• **Tasks for this exercise**
(1) From the statistics episode descriptions, list every type of chart or graph named as a focus of the first data visualization episode.
(2) Carry on the statistics episode descriptions from the point where they stop, continuing past their last sentence.

1x2 - Mathematical Thinking
January 31, 2018
oday we’re going to talk about numeracy - that is understanding numbers. From really really big numbers to really small numbers, it's difficult to comprehend information at this scale, but these are often the types of numbers we see most in statistics. So understanding how these numbers work, how to best visualize them, and how they affect our world can help us become better decision makers - from deciding if we should really worry about Ebola to helping improve fighter jets during World War II!
1x3 - Mean, Median, and Mode: Measures of Central Tendency
February 7, 2018
Today we’re going to talk about measures of central tendency - those are the numbers that tend to hang out in the middle of our data: the mean, the median, and mode. All of these numbers can be called “averages” and they’re the numbers we tend to see most often - whether it’s in politics when talking about polling or income equality to batting averages in baseball (and cricket) and Amazon reviews. Averages are everywhere so today we’re going to discuss how these measures differ, how their relationship with one another can tell us a lot about the underlying data, and how they are sometimes used to mislead.
1x4 - Measures of Spread
February 14, 2018
Today, we're looking at measures of spread, or dispersion, which we use to understand how well medians and means represent the data, and how reliable our conclusions are. They can help understand test scores, income inequality, spot stock bubbles, and plan gambling junkets. They're pretty useful, and now you're going to know how to calculate them!
1x5 - Charts Are Like Pasta - Data Visualization Part 1
February 21, 2018
Today we're going to start our two-part unit on data visualization. Up to this point we've discussed raw data - which are just numbers - but usually it's much more useful to represent this information with charts and graphs. There are two types of data we encounter, categorical and quantitative data, and they likewise require different types of visualizations. Today we'll focus on bar charts, pie charts, pictographs, and histograms and show you what they can and cannot tell us about their underlying data as well as some of the ways they can be misused to misinform.

• **Supplied material**
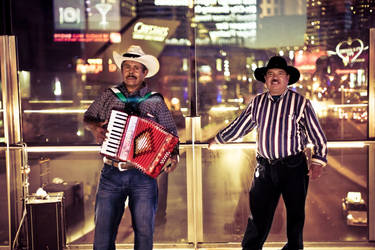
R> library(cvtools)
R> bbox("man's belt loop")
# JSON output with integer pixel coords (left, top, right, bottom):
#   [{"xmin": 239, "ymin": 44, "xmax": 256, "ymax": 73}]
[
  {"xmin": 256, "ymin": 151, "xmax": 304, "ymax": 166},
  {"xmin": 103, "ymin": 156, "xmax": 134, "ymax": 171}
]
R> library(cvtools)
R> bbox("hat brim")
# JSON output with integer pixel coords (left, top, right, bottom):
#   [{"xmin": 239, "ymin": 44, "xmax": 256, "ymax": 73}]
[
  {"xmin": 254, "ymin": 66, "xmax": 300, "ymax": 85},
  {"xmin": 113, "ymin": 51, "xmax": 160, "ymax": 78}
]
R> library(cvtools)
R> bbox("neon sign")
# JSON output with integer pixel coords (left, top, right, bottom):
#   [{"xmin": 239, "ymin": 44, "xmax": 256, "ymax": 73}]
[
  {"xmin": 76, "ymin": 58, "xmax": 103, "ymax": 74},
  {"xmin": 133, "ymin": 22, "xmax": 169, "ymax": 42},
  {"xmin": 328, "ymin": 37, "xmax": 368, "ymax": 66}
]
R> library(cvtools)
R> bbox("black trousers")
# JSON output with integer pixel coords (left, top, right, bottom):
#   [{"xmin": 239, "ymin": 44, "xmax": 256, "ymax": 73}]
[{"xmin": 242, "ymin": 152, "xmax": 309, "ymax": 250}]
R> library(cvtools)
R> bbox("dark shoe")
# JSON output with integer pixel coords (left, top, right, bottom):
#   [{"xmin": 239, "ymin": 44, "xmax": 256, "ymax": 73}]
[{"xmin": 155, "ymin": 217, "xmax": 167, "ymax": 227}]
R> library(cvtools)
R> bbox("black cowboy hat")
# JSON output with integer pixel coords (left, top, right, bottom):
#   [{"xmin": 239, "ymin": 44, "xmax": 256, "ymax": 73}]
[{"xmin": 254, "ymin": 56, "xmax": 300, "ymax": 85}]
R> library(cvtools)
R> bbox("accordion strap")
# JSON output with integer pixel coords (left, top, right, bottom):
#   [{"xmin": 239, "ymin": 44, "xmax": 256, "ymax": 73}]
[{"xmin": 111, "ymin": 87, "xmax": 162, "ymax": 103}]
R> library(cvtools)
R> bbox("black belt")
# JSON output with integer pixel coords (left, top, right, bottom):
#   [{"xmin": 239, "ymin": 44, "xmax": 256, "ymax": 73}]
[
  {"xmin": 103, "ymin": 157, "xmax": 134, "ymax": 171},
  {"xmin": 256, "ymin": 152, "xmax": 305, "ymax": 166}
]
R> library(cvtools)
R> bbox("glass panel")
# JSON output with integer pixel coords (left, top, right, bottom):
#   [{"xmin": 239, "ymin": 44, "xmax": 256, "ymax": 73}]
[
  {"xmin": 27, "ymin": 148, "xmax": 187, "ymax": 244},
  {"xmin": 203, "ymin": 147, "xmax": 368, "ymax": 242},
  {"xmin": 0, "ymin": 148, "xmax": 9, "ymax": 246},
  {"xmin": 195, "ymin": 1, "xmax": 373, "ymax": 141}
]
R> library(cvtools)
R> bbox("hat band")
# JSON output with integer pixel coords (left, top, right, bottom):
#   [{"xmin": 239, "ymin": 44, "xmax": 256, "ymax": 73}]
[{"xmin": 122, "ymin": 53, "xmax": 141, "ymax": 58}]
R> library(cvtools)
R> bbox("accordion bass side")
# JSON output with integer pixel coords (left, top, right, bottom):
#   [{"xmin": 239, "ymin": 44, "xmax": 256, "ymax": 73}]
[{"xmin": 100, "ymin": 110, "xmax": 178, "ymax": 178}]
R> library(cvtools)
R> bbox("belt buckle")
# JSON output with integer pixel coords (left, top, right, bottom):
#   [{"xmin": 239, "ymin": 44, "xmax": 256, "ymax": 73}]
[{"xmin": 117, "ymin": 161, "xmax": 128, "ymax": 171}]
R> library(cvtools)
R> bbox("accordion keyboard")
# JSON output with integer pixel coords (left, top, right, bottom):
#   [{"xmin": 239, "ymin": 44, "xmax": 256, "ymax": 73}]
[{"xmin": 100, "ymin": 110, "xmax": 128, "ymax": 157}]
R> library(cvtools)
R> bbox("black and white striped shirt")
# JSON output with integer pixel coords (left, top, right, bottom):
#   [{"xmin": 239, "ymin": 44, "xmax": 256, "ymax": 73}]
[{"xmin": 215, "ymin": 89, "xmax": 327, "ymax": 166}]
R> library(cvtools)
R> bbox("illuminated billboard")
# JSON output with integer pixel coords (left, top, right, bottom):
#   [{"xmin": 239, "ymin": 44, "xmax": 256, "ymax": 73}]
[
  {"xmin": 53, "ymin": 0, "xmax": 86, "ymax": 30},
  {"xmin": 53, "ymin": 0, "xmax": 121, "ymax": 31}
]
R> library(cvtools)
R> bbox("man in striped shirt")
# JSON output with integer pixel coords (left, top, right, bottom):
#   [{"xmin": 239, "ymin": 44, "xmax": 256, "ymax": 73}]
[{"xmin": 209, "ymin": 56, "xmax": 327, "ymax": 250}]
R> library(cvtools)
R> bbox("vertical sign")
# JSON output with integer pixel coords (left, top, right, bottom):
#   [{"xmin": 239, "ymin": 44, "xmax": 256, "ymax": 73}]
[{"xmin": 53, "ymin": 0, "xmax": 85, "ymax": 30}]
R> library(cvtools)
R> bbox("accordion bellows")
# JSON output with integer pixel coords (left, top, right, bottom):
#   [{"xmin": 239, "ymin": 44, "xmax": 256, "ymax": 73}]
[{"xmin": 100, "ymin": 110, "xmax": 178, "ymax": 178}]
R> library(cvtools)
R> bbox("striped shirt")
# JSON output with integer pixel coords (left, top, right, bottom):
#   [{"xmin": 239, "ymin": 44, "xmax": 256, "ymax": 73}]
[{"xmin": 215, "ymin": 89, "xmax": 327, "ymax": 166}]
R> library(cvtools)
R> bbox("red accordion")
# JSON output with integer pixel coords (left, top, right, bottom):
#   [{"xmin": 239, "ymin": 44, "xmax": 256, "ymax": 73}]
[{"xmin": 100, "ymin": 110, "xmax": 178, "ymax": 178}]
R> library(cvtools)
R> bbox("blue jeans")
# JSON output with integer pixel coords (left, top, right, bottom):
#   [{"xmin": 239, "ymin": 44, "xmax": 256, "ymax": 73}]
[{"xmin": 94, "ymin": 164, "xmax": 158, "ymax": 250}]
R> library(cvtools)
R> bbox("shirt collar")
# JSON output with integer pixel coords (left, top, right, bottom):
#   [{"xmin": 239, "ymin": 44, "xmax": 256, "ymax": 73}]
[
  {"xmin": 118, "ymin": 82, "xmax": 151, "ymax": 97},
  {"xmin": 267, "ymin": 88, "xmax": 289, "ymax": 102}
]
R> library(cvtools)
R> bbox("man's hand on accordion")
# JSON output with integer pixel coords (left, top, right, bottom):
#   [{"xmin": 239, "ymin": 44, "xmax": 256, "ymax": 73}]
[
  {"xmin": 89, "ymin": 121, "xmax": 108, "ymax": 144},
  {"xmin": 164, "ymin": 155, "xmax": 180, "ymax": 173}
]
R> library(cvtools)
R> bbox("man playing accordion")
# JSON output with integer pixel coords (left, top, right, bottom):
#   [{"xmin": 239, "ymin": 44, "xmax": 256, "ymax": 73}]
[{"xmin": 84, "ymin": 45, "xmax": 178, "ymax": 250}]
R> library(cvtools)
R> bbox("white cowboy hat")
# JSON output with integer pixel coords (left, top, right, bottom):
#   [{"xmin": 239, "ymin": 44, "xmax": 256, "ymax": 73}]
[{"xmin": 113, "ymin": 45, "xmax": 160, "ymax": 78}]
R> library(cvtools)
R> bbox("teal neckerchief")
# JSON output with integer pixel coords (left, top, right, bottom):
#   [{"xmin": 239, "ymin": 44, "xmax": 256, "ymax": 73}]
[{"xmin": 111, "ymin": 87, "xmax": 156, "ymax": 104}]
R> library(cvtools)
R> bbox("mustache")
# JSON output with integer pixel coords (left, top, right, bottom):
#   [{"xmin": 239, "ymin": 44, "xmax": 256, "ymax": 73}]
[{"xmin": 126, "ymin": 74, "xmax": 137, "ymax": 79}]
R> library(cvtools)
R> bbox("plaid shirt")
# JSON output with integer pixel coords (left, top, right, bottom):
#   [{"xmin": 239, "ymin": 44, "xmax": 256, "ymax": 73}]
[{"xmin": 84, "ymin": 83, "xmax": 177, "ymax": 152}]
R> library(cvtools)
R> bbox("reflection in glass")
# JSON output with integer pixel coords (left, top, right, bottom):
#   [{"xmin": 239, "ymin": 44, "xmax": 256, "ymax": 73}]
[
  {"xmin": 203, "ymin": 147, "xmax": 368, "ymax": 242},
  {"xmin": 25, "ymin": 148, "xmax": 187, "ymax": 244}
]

...

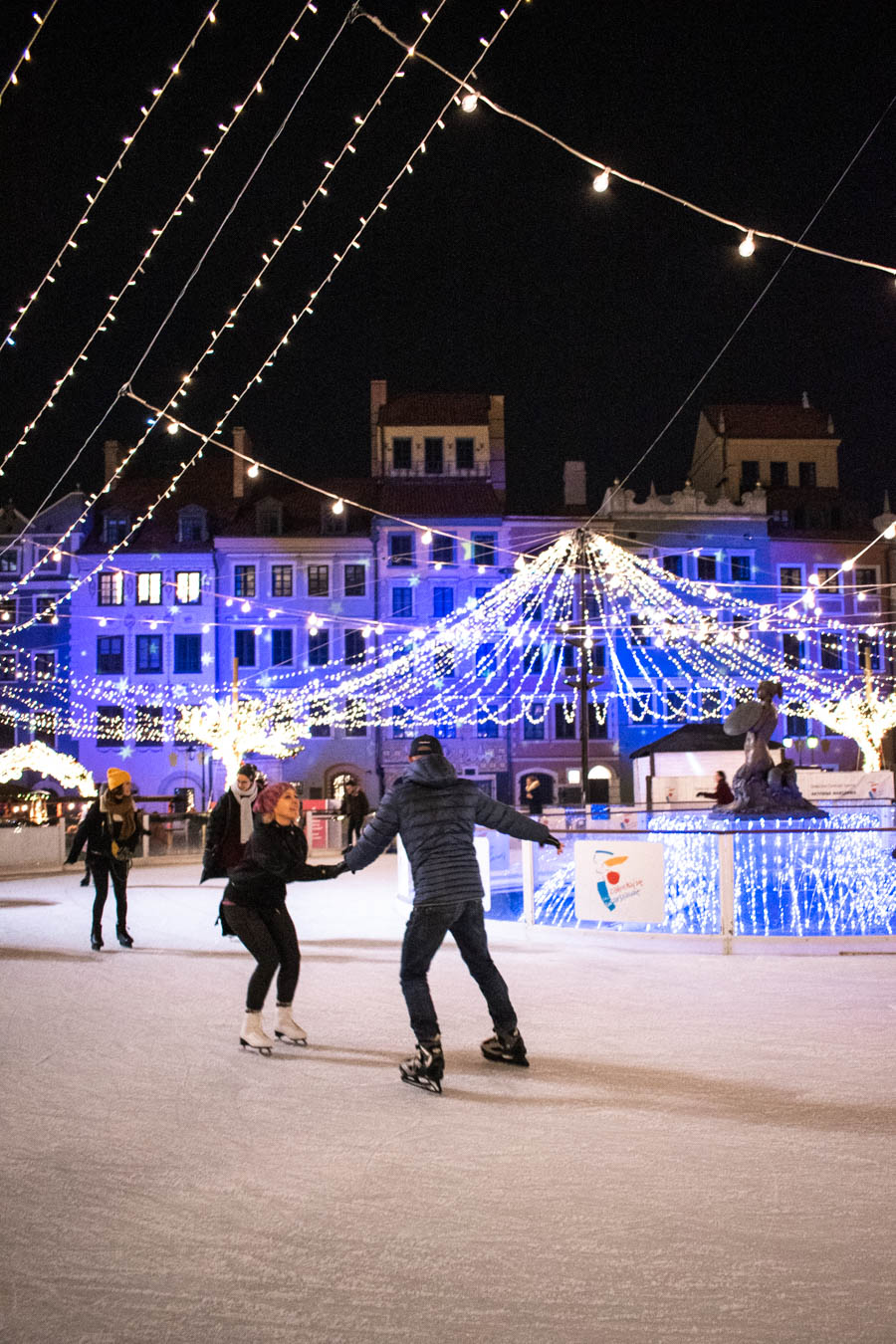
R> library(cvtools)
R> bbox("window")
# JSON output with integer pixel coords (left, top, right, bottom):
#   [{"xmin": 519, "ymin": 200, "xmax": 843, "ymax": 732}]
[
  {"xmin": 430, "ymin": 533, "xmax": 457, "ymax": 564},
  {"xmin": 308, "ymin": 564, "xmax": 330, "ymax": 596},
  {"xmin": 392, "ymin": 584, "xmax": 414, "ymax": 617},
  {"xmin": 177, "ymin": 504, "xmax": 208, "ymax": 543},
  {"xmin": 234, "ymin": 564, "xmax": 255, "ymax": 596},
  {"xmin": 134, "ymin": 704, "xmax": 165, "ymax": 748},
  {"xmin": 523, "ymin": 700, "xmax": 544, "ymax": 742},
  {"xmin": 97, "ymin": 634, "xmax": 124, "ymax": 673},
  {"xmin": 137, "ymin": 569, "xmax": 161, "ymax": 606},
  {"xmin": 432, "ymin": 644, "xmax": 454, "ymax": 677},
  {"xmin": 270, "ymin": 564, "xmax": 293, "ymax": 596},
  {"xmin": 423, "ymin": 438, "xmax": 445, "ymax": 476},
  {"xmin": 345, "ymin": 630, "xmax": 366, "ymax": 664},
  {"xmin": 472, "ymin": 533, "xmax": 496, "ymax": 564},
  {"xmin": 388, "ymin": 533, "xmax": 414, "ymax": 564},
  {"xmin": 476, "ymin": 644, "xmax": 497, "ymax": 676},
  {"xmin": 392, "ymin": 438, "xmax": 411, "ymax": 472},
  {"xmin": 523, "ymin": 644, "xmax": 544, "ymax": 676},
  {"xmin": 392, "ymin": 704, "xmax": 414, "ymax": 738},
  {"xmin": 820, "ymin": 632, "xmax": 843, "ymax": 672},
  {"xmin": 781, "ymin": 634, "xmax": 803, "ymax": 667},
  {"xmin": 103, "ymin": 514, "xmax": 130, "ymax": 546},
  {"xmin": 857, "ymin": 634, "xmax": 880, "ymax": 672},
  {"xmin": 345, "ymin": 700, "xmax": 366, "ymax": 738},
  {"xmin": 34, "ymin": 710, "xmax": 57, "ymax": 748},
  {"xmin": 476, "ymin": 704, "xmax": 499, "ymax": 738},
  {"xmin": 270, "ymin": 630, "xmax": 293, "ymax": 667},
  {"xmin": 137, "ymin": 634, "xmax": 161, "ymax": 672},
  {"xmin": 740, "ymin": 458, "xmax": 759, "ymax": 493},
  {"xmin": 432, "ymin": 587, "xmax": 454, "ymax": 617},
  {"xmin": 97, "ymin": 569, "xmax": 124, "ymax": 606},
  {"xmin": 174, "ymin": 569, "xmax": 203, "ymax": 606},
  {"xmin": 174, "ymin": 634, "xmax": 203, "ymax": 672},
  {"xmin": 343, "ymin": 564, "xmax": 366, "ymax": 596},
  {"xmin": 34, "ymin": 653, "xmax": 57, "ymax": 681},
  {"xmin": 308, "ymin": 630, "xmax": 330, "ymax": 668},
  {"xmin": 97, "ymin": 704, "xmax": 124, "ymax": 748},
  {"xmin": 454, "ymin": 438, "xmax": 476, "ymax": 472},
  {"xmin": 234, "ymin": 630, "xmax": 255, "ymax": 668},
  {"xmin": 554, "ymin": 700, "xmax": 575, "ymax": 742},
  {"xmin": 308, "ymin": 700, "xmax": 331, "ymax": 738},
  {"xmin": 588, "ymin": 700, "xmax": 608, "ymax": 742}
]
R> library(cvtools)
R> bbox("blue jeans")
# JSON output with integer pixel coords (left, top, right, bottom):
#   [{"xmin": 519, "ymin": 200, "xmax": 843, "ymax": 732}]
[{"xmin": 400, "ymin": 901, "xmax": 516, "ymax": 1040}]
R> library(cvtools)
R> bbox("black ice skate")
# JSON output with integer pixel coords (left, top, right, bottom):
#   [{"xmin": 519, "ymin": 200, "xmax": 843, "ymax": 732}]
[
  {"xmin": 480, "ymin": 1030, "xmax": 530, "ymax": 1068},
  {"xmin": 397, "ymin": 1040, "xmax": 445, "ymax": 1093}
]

==

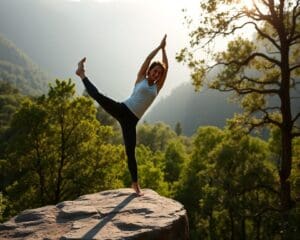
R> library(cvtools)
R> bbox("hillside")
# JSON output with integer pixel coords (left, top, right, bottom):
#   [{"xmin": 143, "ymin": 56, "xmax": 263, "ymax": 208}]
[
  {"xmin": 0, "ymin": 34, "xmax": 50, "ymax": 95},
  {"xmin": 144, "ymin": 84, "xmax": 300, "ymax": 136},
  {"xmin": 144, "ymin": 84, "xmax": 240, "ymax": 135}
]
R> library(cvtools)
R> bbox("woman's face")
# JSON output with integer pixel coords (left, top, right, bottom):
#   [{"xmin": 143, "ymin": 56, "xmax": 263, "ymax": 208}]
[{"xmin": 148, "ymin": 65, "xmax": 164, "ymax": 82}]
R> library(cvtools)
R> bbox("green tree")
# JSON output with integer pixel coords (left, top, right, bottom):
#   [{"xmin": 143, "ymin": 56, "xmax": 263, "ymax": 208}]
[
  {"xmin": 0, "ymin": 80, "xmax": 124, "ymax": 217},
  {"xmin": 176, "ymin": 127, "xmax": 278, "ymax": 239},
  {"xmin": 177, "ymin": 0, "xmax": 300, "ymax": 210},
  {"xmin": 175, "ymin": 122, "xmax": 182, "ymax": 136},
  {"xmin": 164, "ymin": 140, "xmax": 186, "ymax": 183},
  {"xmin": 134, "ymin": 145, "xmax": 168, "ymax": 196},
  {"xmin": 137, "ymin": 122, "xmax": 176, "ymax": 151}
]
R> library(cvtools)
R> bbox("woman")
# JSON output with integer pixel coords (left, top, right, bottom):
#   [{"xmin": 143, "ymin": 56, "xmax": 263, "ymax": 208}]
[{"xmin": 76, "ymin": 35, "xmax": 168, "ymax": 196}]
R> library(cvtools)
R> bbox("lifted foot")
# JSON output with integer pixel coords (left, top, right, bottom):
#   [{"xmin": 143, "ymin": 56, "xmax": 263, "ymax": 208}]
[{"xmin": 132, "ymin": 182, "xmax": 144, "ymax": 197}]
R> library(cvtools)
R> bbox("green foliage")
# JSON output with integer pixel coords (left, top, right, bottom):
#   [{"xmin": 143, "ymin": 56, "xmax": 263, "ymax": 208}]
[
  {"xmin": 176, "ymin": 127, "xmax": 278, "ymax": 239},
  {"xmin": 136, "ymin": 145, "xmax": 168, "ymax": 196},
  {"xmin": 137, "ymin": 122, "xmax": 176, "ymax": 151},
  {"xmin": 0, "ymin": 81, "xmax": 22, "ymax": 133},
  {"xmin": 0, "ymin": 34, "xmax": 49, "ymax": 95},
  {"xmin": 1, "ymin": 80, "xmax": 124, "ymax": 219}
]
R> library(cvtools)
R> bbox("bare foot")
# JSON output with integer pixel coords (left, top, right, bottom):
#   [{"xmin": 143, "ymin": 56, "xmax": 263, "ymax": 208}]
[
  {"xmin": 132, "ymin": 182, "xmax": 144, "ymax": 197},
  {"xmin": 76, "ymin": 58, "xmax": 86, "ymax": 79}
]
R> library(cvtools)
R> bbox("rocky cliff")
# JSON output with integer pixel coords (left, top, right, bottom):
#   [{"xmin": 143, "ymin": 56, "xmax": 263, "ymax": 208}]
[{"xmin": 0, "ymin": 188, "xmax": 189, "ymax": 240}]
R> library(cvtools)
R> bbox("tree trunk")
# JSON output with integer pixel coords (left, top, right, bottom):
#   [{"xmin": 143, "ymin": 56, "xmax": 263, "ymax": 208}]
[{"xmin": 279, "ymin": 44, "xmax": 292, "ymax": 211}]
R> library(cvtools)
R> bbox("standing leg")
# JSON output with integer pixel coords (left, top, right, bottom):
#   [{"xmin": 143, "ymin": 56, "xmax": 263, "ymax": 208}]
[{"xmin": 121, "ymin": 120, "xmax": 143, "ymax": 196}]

• **Task-by-task results**
(1) Bar charts, pie charts, pictographs, and histograms.

(2)
1x6 - Plots, Outliers, and Justin Timberlake: Data Visualization Part 2
February 28, 2018
Today we’re going to finish up our unit on data visualization by taking a closer look at how dot plots, box plots, and stem and leaf plots represent data. We’ll also talk about the rules we can use to identify outliers and apply our new data viz skills by taking a closer look at how Justin Timberlake’s song lyrics have changed since he went solo.
1x7 - The Shape of Data: Distributions
March 7, 2018
When collecting data to make observations about the world it usually just isn't possible to collect ALL THE DATA. So instead of asking every single person about student loan debt for instance we take a sample of the population, and then use the shape of our samples to make inferences about the true underlying distribution our data. It turns out we can learn a lot about how something occurs, even if we don't know the underlying process that causes it. Today, we’ll also introduce the normal (or bell) curve and talk about how we can learn some really useful things from a sample's shape - like if an exam was particularly difficult, how often old faithful erupts, or if there are two types of runners that participate in marathons!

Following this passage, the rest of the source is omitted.